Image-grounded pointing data
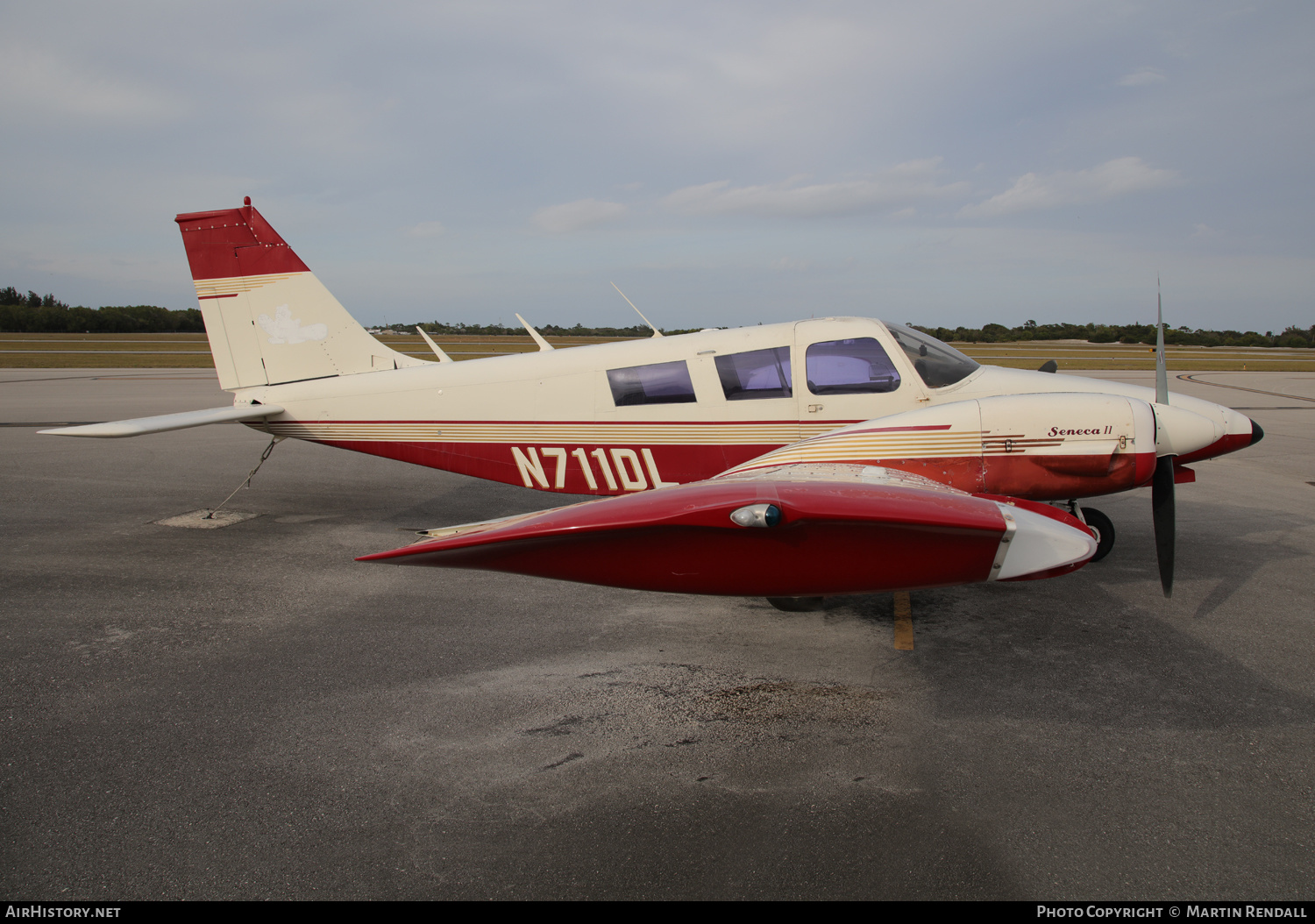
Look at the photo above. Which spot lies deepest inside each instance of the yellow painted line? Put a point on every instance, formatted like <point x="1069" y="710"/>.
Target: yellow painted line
<point x="904" y="622"/>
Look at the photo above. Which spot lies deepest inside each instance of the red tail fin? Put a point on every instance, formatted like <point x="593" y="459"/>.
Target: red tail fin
<point x="234" y="242"/>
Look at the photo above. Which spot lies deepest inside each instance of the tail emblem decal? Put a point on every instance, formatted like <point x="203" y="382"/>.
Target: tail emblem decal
<point x="286" y="329"/>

_EXERCISE OBJECTIVE_: Transcribe exactly the lines from the one containing "Target: red tail fin" through the end of the records, both included, and nothing else.

_RESPONSE FOR THIS EXERCISE_:
Target: red tail fin
<point x="234" y="242"/>
Look at the photo above. Which spot lies deepest inside each instance of the tail emblem decal? Put a point on every instance, formatted like <point x="203" y="382"/>.
Target: tail emblem decal
<point x="286" y="329"/>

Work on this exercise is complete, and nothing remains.